- Extract
..............................
Cutting the chase. If the Band was all in adamant that "Mouth" do all the business talking, and being no expert in business myself, I capitulated, at least until such a time as any meaningful information came forth that I might be able to discernibly make some head or tail of.
When I first saw that Recording Studio my heart sank into my stomach. I recall saying something to the effect of "Who in the Hell's idea is this" ... Stymied beyond belief ...
I kind of recall someone saying something about "this is the best we could do on such a small budget as we have to work with"!
I think that was the actual moment I Knew it was the End of the Line with this Band.
I remember becoming so despondent I had utterly no heart for playing any longer. I lost all interest in recording. Everyone else was pretending to be upbeat, and all that did was. Depress me more, and make me angry as hell!
I was about as far to my back against the wall as I'd ever been, and no where to turn.
I think the only way I managed to get through the session the next couple of days was just sheer anger.
Besides the Studio being a backwater Dead Room with garbage for gear, no recording budget, and angry as hell, and an Engineer whose only claim to fame was recording a few radio commercials selling God knows what, and to put the cherry on top of the whip cream on the cake, i could not get a sound out of my guitar worth a crap on the Moon.
I personally basically dead ended in that Studio, and I Honest to God made none of this up, but moreover I have very little memory of actually doing any of it. I truly believe I have had such a psychological block against all of it , because it Traumatized me at a very deep psychological level
The album was so bad it always represented a great embarrassed to me in my personal performance, it was all I could do to just erase it from memory ...
..............................
Dataset items:
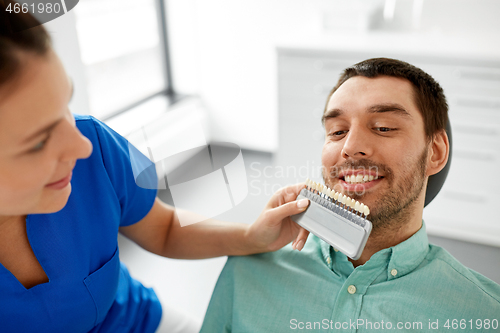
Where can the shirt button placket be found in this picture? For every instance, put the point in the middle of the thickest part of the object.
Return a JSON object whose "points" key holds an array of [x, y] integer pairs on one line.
{"points": [[351, 289]]}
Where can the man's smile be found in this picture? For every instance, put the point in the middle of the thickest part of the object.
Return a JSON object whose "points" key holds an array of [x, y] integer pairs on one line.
{"points": [[359, 180]]}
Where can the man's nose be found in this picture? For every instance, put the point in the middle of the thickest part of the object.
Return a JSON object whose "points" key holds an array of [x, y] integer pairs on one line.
{"points": [[357, 144]]}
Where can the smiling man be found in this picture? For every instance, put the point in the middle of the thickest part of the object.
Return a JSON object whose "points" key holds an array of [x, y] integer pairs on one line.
{"points": [[385, 135]]}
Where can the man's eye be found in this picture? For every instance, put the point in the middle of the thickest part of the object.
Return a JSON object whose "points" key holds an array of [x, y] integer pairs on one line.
{"points": [[337, 133], [384, 129]]}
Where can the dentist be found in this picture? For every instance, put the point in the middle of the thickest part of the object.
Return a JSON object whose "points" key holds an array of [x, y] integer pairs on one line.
{"points": [[66, 191]]}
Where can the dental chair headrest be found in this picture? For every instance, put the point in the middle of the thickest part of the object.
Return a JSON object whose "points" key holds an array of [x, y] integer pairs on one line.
{"points": [[436, 181]]}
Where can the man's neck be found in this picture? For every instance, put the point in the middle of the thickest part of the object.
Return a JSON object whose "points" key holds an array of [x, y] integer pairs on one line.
{"points": [[401, 229]]}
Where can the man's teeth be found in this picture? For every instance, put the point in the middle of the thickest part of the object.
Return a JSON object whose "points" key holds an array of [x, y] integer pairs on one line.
{"points": [[359, 179]]}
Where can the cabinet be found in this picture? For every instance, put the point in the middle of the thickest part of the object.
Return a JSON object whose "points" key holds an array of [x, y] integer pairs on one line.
{"points": [[466, 206]]}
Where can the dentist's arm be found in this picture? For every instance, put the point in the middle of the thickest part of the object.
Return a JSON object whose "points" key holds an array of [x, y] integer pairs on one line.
{"points": [[160, 232]]}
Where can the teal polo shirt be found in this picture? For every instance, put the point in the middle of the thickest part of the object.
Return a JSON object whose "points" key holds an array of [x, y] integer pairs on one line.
{"points": [[410, 287]]}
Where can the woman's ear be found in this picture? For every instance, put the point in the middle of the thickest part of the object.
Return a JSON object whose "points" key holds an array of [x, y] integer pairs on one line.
{"points": [[439, 151]]}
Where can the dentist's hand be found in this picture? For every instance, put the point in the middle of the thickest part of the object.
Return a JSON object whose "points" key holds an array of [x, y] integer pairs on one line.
{"points": [[274, 229]]}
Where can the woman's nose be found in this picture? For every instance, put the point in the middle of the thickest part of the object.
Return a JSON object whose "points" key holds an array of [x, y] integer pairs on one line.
{"points": [[77, 145]]}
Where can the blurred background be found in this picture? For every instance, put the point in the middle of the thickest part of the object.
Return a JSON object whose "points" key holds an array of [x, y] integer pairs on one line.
{"points": [[257, 74]]}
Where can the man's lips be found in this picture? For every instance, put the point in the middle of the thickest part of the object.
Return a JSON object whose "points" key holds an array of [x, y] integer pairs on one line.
{"points": [[60, 184], [359, 187]]}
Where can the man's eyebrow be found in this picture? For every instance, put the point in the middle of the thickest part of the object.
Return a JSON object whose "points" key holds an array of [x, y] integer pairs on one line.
{"points": [[43, 130], [332, 113], [390, 107]]}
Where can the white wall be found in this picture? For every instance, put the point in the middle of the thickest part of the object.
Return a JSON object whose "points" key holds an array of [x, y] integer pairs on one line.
..............................
- Actions to take
a – In the account of the recording session, what was the engineer's only claim to fame?
b – Say whether each statement agrees with the account of the recording session: (i) The narrator gave in to letting "Mouth" do the business talking. (ii) The narrator remembers the recording work clearly. (iii) The rest of the band openly showed they were gloomy.
c – In the account of the recording session, swap "despondent" for "dejected" in the passage starting at "I think that" and ending at "angry as hell!", and write that passage out.

- Answers given
a – Recording a few radio commercials.

b –
(i) Yes: "I capitulated".
(ii) No: "I have very little memory of actually doing any of it".
(iii) No: "Everyone else was pretending to be upbeat".

c –
I think that was the actual moment I Knew it was the End of the Line with this Band.
I remember becoming so dejected I had utterly no heart for playing any longer. I lost all interest in recording. Everyone else was pretending to be upbeat, and all that did was. Depress me more, and make me angry as hell!